### EXCERTO A LER

#####

Tratando-se de uma questão interpretativa, vejamos, numa primeira análise, aquilo que resulta exclusivamente da letra da lei.

Ora, a expressão que consta do n.º 2 do artigo 270.º do CIRE “da empresa ou estabelecimentos desta” aparece apenas após a referência que na mesma norma se faz a “actos de… cessão”. Como consequência, de uma análise puramente literal, poder-se-á facilmente defender que a expressão “da empresa ou estabelecimentos desta” surge como complemento directo não só dos actos de cessão, mas também dos actos de venda e de permuta, assim determinando que só os actos de venda da empresa ou de estabelecimentos desta estariam abrangidos pela isenção.

#####

### SECÇÃO DE DADOS

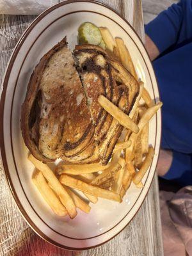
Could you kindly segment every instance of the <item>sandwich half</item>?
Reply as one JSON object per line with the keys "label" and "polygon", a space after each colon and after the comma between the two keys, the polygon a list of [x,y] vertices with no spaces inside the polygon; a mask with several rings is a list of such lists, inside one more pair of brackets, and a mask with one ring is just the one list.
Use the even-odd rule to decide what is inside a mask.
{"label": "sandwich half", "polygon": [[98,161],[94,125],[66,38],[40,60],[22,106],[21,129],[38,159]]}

#####

### INSTRUÇÕES DA TAREFA
Transcreva do excerto sobre o artigo 270.º do CIRE o trecho que vai de "Tratando-se de uma" a "abrangidos pela isenção.". O material tem origem noutra fonte.

### RESULTADO
Tratando-se de uma questão interpretativa, vejamos, numa primeira análise, aquilo que resulta exclusivamente da letra da lei.

Ora, a expressão que consta do n.º 2 do artigo 270.º do CIRE “da empresa ou estabelecimentos desta” aparece apenas após a referência que na mesma norma se faz a “actos de… cessão”. Como consequência, de uma análise puramente literal, poder-se-á facilmente defender que a expressão “da empresa ou estabelecimentos desta” surge como complemento directo não só dos actos de cessão, mas também dos actos de venda e de permuta, assim determinando que só os actos de venda da empresa ou de estabelecimentos desta estariam abrangidos pela isenção.